> **Auszug der Rezension**

W. Kokot u.a. (Hrsg.): Port Cities as Areas of Transition

Cover
Titel
Port Cities as Areas of Transition. Ethnographic Perspectives


Herausgeber
Kokot, Waltraud; Gandelsman-Trier, Mijal; Wildner, Kathrin; Wonneberger, Astrid
Anzahl Seiten
212 S.
Preis
€ 24,80
Rezensiert für 'Connections' und H-Soz-Kult von:
Susanne Heeg, Goethe-Universität Frankfurt am Main

Das Buch weckt mit der Einleitung von Waltraud Kokot große Erwartungen. Mit dem Hinweis, dass sich der ethnographische Blick mit einem „close-up focus on local actors’ ways of life, on their specific cultural knowledge, and on their everyday activities“ (S. 16) von anderen Wissenschaften unterscheiden würde, wurde mein Interesse geweckt. Nach einem solchen Einstieg war meine Erwartung, andere Blickwinkel auf ein in der Wissenschaft inzwischen recht etabliertes Thema, nämlich Waterfront Revitalization und Port Development, geboten zu bekommen. Gleich vorweg: Diese Erwartung wurde enttäuscht, aber nichtsdestotrotz versammelt der Band zum Teil sehr interessante, anregende und unkonventionelle Beiträge; zum Teil aber auch Beiträge, bei denen ich mir nach der Lektüre die Frage stellte, was ich daraus lernen konnte. Zuerst gehe ich auf die interessanten Beiträgen und Aspekte ein, um danach die Frage des ethnographischen Blicks wieder aufzunehmen.

> **Gespeicherte Dateneinträge**
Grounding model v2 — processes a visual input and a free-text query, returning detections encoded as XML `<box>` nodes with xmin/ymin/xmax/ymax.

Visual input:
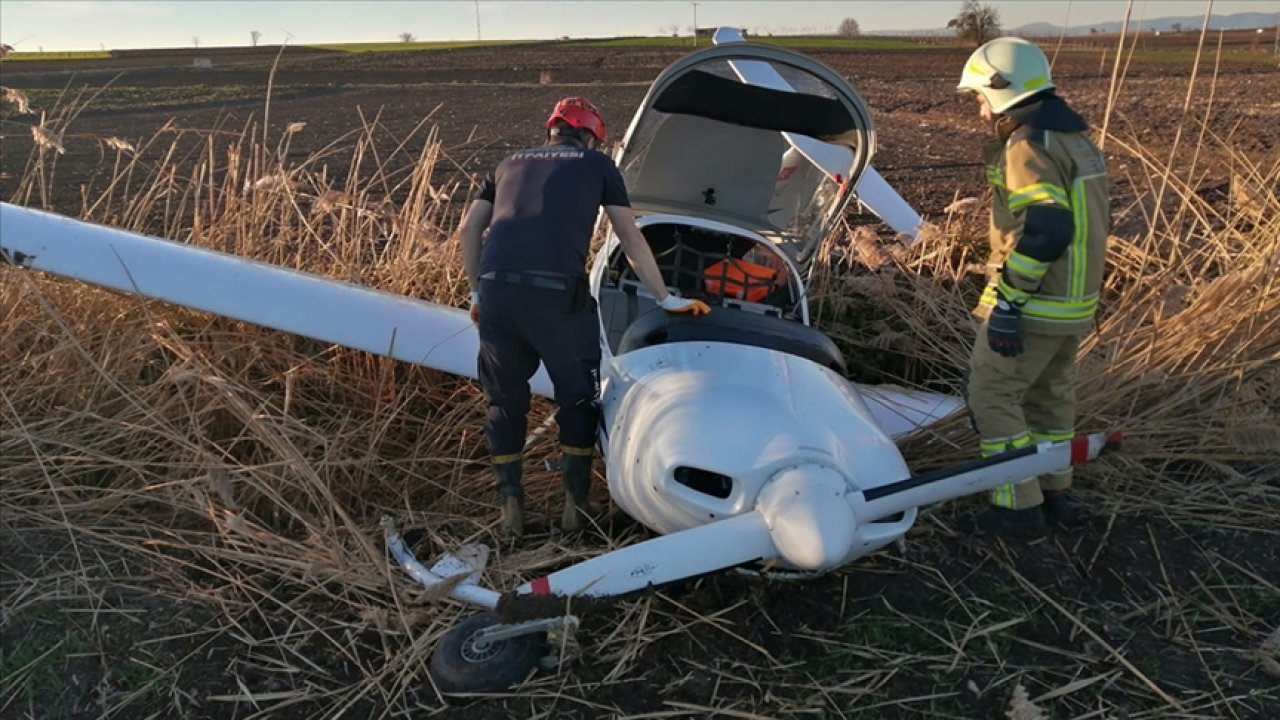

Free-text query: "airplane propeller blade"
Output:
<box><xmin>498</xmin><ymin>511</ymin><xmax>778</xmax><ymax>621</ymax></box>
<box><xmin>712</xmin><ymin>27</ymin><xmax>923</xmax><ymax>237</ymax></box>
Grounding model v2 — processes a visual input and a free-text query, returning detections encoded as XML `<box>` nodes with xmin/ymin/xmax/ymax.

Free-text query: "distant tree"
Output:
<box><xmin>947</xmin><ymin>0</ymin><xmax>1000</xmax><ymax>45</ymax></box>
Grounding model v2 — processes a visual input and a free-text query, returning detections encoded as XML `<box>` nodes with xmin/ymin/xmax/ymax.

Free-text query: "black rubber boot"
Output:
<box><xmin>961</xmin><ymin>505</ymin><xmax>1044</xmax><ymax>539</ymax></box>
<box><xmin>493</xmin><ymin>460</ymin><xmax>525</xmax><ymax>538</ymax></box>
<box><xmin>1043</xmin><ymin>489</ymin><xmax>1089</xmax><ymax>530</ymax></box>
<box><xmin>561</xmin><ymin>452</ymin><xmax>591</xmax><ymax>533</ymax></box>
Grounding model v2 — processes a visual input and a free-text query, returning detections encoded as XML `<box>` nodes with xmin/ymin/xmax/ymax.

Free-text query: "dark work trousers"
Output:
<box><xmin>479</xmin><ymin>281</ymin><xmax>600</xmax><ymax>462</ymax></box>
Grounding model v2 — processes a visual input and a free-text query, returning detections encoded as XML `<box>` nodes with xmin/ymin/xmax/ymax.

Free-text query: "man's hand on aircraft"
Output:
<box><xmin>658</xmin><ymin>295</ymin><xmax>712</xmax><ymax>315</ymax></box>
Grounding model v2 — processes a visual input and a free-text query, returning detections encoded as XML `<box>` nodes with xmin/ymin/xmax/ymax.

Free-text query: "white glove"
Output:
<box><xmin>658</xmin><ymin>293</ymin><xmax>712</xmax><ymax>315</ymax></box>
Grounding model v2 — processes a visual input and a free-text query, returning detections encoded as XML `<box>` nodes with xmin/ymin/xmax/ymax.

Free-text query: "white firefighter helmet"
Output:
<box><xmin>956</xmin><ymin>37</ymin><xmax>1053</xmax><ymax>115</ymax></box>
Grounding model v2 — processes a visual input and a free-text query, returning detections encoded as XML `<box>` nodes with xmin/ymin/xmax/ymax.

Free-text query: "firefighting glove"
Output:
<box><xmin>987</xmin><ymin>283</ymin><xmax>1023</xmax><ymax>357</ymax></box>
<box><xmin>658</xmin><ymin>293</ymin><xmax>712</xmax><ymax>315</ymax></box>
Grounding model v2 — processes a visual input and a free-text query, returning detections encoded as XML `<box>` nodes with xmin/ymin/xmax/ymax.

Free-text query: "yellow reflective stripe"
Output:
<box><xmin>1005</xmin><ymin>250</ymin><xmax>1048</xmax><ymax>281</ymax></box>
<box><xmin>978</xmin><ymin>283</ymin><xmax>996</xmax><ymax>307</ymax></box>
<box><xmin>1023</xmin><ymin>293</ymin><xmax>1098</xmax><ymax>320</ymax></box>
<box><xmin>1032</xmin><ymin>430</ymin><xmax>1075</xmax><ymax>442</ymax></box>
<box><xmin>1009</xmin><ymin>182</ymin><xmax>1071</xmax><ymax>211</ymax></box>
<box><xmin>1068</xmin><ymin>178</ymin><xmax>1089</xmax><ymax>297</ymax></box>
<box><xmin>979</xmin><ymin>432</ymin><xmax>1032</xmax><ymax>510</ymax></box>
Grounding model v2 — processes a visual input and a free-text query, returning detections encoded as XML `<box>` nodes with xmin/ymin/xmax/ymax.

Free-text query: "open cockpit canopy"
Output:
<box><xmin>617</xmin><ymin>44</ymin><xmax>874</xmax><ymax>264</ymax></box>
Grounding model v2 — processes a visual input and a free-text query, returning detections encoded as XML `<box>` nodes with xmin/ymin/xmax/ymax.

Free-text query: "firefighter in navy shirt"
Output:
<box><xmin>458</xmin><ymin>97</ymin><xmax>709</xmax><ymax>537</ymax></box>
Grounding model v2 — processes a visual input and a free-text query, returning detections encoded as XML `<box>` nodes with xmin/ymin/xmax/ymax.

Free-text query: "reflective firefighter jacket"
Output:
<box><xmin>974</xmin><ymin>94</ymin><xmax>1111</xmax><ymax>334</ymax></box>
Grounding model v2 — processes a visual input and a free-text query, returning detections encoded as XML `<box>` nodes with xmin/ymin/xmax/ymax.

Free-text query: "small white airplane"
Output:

> **Aufgabenteile**
a. Nenne alle Personen, die in der Rezension als Herausgeberinnen und Herausgeber des Bandes aufgeführt sind.
b. Schreibe die Rezension über den Band zu Hafenstädten im Anschluss an ihren letzten Satz weiter.
Das Material wird hier nicht gebraucht.

> **Lösungen**
a. Waltraud Kokot, Mijal Gandelsman-Trier, Kathrin Wildner, Astrid Wonneberger

b.
Erstaunlicherweise bietet Dirk Schubert als Stadtplaner den inhaltlichen Einstieg in das Thema. Sein Beitrag ist passend für eine inhaltliche Einführung, insofern Dirk Schubert wohl derjenige ist, der sich in Deutschland am Umfangreichsten mit Waterfront Redevelopments auseinandergesetzt hat. Dirk Schubert entwickelt in seinem Beitrag, der den Stand der Forschung zusammenfasst, aber definitiv keinen ethnographischen Blick wie er vorher von Kokot charakterisiert wurde. Er skizziert vielmehr das von Hoyle (1989) entwickelte Phasenmodell, das die Entwicklung des Verhältnisses von Hafen und Stadt zu typisieren beansprucht und er versucht, mit Verweis auf europäische, US-amerikanische und asiatische Beispiele unterschiedliche Herangehensweisen an Redevelopment-Projekte zu umreißen.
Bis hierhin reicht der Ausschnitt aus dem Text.